==== Working data ====

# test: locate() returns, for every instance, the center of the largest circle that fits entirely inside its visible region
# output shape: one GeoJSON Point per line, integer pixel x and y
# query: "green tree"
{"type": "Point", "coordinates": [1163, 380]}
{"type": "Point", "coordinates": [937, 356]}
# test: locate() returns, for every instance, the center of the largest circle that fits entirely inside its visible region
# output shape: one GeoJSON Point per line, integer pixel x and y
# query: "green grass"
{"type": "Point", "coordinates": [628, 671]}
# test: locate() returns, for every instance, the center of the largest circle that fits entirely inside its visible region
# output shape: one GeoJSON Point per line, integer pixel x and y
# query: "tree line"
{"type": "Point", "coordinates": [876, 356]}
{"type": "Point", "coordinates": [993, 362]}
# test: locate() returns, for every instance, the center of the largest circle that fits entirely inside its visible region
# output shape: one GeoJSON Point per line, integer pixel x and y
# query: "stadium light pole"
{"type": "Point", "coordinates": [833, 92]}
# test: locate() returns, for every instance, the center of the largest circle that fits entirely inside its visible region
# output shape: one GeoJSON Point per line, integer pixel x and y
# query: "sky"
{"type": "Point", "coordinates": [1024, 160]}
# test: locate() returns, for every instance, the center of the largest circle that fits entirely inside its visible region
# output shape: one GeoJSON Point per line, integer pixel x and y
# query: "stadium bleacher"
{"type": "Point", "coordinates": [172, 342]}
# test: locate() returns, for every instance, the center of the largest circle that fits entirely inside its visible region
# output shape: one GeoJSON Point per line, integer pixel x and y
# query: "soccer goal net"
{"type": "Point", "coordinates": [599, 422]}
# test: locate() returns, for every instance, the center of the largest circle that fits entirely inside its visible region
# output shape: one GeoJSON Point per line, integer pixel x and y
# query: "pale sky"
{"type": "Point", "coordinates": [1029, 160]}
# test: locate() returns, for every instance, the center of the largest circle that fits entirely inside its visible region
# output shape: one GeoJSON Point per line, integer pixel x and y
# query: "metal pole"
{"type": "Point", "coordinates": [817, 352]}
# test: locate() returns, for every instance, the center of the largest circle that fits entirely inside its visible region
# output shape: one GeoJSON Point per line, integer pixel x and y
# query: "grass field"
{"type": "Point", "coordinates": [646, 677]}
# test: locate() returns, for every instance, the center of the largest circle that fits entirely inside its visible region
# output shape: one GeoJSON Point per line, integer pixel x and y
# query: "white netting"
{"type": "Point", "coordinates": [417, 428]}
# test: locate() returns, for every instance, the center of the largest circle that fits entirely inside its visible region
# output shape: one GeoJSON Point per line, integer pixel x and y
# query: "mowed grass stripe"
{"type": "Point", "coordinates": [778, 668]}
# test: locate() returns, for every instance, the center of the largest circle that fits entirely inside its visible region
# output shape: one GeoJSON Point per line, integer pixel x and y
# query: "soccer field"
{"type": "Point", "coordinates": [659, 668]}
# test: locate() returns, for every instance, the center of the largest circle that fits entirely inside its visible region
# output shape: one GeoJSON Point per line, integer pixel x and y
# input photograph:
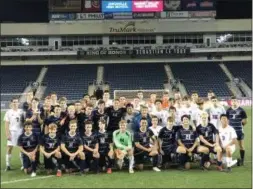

====

*Required work*. Leaving the pictures aside, repeat the data above exactly.

*Result of this exercise*.
# test: locate() returns, for every instance, the center of the largest circle that fits entirely inside its visible region
# output shape: one GeoJSON Point per line, integer pixel x and y
# query: "green tree"
{"type": "Point", "coordinates": [1163, 380]}
{"type": "Point", "coordinates": [937, 356]}
# test: locate() returns, for every instance, the center of the largest circle that fits entirely inside its visible region
# output shape: one GeoJSON Point per line, integer pixel x and y
# query: "green grass"
{"type": "Point", "coordinates": [628, 671]}
# test: locate() returns, for every instance, the center of the largest circle that fits entirely inside its visible region
# output shape: one GeoJSON Point per line, integer pixel x and y
# query: "tree line"
{"type": "Point", "coordinates": [876, 356]}
{"type": "Point", "coordinates": [993, 362]}
# test: locate() returns, for every instance, the center of the largest circle that fits entirely inside its visible region
# output shape: one GeoJSON Point per line, integer pixel x and y
# query: "stadium light pole"
{"type": "Point", "coordinates": [833, 92]}
# test: locate() returns, for every instance, the center of the largest circle that fits entirely inside its visible region
# output shape: one GeoJSON Point per line, integer pixel x and y
# query: "sky"
{"type": "Point", "coordinates": [1024, 160]}
# test: locate() returns, for every instance, the center of the largest circle that fits entirely inside its visible region
# output shape: one GeoJSON Point per line, integer pixel x and y
# query: "stadium bleacher"
{"type": "Point", "coordinates": [172, 342]}
# test: locate() returns, for every instance, the center of the largest circle that fits entirely inside its visible region
# output shape: one GeoJSON Point per line, integer pixel x and y
# query: "soccer goal net"
{"type": "Point", "coordinates": [599, 422]}
# test: locate() returns, for every instance, the center of the largest circle that fits entirely inside its visible region
# output shape: one GeoJSON Point per line, integer pixel x and y
# query: "pale sky"
{"type": "Point", "coordinates": [1029, 160]}
# test: locate() returns, for every instance, the center of the largest circle that fits entirely inside its visible region
# output shape: one GeoJSON Point per line, integer pixel x and y
# query: "metal pole"
{"type": "Point", "coordinates": [817, 352]}
# test: locate() returns, for every instance, the center of the largest circle that fits entirely inside its visible region
# output shape: one GeoJSON Point per line, integer pixel x and y
# query: "grass field"
{"type": "Point", "coordinates": [646, 677]}
# test: locate() returns, for every instance, the center of the largest circle that fits entirely inside its visible region
# output shape: one GeoJSON Point per line, integer pixel x and y
# query: "white netting"
{"type": "Point", "coordinates": [417, 428]}
# test: locate() returns, for every instance, the center of the largest circle that fits entirely inside its visible region
# output shape: one GeoJSON Point per line, integer pixel x and y
# query: "mowed grass stripe"
{"type": "Point", "coordinates": [778, 668]}
# test: locate() returns, for every instance, the center of the largest circle that fits entirely inside its visible region
# output shape: one GeoJSON Point per line, integer pixel x and y
# query: "soccer field"
{"type": "Point", "coordinates": [659, 668]}
# test: locate() returns, for every instance, the center of the largest circle that fits entirely inside its visible region
# output shape: one GeoJSON Point per line, integer pixel x and y
# input photograph:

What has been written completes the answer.